*COMPITO ASSEGNATO 1*.
Rispondi a queste domande sull'estratto sul concorso al Dap:
(a) Quale ministero ritiene che si possa allungare il bando di un concorso?
(b) Che classe frequentano i bambini citati nell'estratto?
(c) Come si chiama il pm antimafia di cui si riportano le parole?
*COMPITO ASSEGNATO 2*. Prosegui l'estratto sul concorso al Dap a partire dalla sua ultima frase.

*ESTRATTO*.
________________________________________

Si può allungare il bando di un concorso se i candidati non sono graditi? Al ministero della Giustizia la pensano così. In bocca al lupo.
Perché è chiaro anche ai bambini di quinta elementare tornati tra i banchi ieri che non si può fare, a meno di non rischiare una sequela di ricorsi.
È quello che probabilmente succederà al Dipartimento dell'amministrazione penitenziaria, finito nella bufera questa estate dopo le parole del pm antimafia Antonino Di Matteo, quando rivelò pressioni affinché il ministro della Giustizia Alfonso Bonafede (nel tondo) non lo nominasse al vertice del Dap, nonostante lo stesso Guardasigilli grillino gliel'avesse promesso qualche giorno prima.

________________________________________

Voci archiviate
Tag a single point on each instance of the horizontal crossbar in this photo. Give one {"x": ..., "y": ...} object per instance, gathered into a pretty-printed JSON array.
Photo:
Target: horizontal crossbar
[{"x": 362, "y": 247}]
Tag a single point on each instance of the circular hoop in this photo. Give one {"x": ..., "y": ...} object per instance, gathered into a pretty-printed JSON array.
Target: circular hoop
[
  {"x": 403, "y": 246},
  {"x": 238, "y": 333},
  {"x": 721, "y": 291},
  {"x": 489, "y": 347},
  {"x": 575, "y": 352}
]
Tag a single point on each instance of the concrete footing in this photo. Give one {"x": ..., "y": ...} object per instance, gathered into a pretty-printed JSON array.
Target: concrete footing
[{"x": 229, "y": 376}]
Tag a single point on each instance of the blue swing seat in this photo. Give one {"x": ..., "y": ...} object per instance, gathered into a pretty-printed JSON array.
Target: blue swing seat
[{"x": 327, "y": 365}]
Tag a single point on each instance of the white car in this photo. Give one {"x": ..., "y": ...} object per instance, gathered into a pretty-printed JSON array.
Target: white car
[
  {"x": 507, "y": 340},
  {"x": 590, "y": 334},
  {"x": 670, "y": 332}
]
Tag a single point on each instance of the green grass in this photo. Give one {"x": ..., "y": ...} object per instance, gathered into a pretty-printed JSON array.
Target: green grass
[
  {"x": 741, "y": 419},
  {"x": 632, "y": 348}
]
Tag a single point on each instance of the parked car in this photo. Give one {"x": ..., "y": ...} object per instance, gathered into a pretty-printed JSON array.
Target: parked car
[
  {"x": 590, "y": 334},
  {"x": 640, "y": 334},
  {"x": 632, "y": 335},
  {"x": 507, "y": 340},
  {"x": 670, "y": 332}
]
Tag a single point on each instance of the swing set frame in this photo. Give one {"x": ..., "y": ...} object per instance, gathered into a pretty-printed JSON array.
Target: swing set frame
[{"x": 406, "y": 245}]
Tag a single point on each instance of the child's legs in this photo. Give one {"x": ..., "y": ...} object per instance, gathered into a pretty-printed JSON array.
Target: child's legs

________________________________________

*RISPOSTA FINALE 1*.
(a) Il ministero della Giustizia.
(b) La quinta elementare.
(c) Antonino Di Matteo.

*RISPOSTA FINALE 2*.
Complice il Covid e qualche imprudente decisione dei tribunali di Sorveglianza, il Dap è finito nel mirino anche per le scarcerazioni di pericolosi boss di mafia, camorra e 'ndrangheta, di cui l'amministrazione penitenziaria sarebbe stata impotente spettatrice sebbene in realtà l'uscita di cella dei mafiosi sarebbe stata una diretta conseguenza della circolare Dap del 21 marzo nata per scongiurare possibili contagi tra i detenuti e poi frettolosamente ritirata. I vertici del Dap sono stati decapitati, il nuovo capo Bernardo Petralia e il vice, Roberto Tartaglia, sono stati nominati dallo stesso Guardasigilli i primi di maggio. Ma nel Dap adesso serve anche un nuovo direttore generale. Lo scorso luglio il ministero aveva pubblicato un bando al quale, secondo quanto risulta al Giornale, avrebbero partecipato poco più di una mezza dozzina di candidati. Un numero importante, visto anche che la poltrona richiedeva curricula, titoli ed esperienze di tutto rispetto. E invece proprio ieri, a sorpresa, i termini del bando sono stati riaperti per due settimane, fino al 28 settembre. Il motivo fa un po' sorridere: «Tenuto conto che il precedente interpello è stato pubblicato a ridosso del periodo feriale e tale situazione, unitamente allo stato emergenziale determinato dalla pandemia, può aver verosimilmente contribuito alla presenza di un numero ridotto di candidati, si ritiene necessario riaprire i termini per la presentazione (...) in modo da consentire una scelta più oculata» eccetera.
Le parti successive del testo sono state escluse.